[start of Information given]

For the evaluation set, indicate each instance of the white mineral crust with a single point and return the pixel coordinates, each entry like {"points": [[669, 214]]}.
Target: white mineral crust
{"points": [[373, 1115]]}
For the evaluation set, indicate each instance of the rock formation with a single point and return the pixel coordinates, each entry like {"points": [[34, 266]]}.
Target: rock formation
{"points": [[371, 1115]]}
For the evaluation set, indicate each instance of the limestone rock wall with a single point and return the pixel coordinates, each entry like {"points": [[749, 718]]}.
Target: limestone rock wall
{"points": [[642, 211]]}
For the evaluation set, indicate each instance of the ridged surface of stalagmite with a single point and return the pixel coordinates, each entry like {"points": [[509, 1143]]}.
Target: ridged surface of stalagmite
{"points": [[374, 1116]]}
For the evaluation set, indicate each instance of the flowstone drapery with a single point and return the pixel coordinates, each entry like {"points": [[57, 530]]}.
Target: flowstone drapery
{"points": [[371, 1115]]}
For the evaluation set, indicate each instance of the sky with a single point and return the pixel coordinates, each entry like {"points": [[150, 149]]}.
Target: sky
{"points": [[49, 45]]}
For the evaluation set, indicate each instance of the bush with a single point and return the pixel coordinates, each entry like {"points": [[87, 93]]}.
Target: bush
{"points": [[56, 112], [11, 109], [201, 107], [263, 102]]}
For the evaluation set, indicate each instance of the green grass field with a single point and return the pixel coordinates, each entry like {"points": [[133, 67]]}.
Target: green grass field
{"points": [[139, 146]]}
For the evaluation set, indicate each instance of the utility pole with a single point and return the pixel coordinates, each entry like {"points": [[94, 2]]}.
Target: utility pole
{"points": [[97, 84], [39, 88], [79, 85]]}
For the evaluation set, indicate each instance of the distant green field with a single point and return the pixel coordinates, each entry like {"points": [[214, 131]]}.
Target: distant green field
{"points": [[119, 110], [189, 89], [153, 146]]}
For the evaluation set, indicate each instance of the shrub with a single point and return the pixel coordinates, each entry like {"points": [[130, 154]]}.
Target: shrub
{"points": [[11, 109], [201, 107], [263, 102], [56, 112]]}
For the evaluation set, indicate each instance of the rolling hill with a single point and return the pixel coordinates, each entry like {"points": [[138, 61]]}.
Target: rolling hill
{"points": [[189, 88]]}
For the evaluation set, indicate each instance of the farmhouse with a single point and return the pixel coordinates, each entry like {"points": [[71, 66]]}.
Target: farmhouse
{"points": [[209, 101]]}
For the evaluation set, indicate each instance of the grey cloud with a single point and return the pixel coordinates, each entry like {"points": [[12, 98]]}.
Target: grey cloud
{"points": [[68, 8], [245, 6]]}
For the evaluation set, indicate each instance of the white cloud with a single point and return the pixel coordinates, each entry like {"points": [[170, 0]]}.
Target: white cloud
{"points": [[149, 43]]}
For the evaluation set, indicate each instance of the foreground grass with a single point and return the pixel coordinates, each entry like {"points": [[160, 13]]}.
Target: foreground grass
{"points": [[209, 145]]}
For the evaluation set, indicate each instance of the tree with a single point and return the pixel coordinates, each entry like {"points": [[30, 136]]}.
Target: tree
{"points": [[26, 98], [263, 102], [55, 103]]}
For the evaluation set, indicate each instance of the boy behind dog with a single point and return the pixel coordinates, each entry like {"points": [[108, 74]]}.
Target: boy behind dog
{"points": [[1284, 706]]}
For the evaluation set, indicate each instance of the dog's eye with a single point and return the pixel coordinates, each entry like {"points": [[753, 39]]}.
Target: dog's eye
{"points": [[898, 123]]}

[end of Information given]

Could you rewrite all the entries above with "evaluation set" renamed to "test set" and nothing else changed?

For the test set, indicate each instance of the white mineral crust with a single point and return the pixel coordinates, each entry like {"points": [[669, 214]]}.
Target: white mineral crust
{"points": [[373, 1115]]}
For the test set, indicate each instance of the rock formation with a single point and return the pixel coordinates, each entry like {"points": [[34, 266]]}.
Target: rock formation
{"points": [[371, 1115]]}
For the test set, indicate each instance of the limestone rock wall with a single point and return the pixel coordinates, each entry like {"points": [[749, 718]]}.
Target: limestone rock wall
{"points": [[642, 211]]}
For the test set, indicate each instance of the ridged surface of stalagmite with a single point and return the pixel coordinates, each entry like {"points": [[509, 1143]]}.
Target: ridged surface of stalagmite
{"points": [[374, 1116]]}
For the test set, indicate each instance of the flowstone drapery with a single point and return the pixel coordinates, each entry like {"points": [[57, 530]]}.
Target: flowstone drapery
{"points": [[371, 1115]]}
For the test set, indicate each instance of the sky with a single point and return the pixel coordinates, each entry like {"points": [[150, 149]]}.
Target: sky
{"points": [[49, 45]]}
For the test set, indicate each instance of the bush with a single point and return the pixel coordinates, each entry like {"points": [[87, 93]]}.
Target: bush
{"points": [[56, 112], [11, 109], [201, 107], [263, 102]]}
For the test set, indicate each instance of the green grass field with a single point and return the pixel coordinates, each entry like {"points": [[133, 67]]}.
Target: green grass field
{"points": [[139, 146]]}
For the test set, indicate each instance of the utility pole with a single point and return the pixel coordinates, each entry like {"points": [[94, 2]]}.
Target: utility pole
{"points": [[97, 84], [39, 88], [79, 85]]}
For the test set, indicate each instance of the distant green field with a single point and return the pixel coordinates, each entry like {"points": [[214, 131]]}.
Target: distant green field
{"points": [[119, 110], [189, 89], [153, 146]]}
For the test set, indicate each instance of the shrub with a single point and return the pixel coordinates, each entry like {"points": [[130, 154]]}.
Target: shrub
{"points": [[11, 109], [201, 107], [263, 102], [56, 112]]}
For the test set, indicate each instance of the rolling hill with a single point and return the pixel coordinates, each entry like {"points": [[138, 61]]}.
Target: rolling hill
{"points": [[189, 88]]}
For the test set, indicate each instance of the farmhouse with a single point and return the pixel coordinates, each entry like {"points": [[71, 66]]}.
Target: farmhouse
{"points": [[209, 101]]}
For the test set, indicate each instance of the grey cloud with a single point and return the pixel coordinates, each entry like {"points": [[12, 98]]}.
Target: grey cloud
{"points": [[68, 8], [245, 6]]}
For the test set, indicate each instance of the white cloud with a single point and return the pixel coordinates, each entry like {"points": [[170, 0]]}.
Target: white cloud
{"points": [[149, 43]]}
For the test set, indicate each instance of the foreground grass with a single point and return the pixel coordinates, each entry like {"points": [[160, 13]]}.
Target: foreground grass
{"points": [[209, 145]]}
For the test set, indicate each instance of the tree with a single point and return the pixel coordinates, each entry like {"points": [[30, 136]]}.
Target: tree
{"points": [[26, 98], [263, 102], [55, 103]]}
For the test set, indicate each instance of the boy behind dog with a single point and return the pixel coordinates, each entry like {"points": [[108, 74]]}.
Target: boy behind dog
{"points": [[1284, 706]]}
For the test set, indicate each instance of the dog's eye with a single point and return the pixel coordinates, each entry like {"points": [[753, 39]]}.
Target: dog's eye
{"points": [[898, 123]]}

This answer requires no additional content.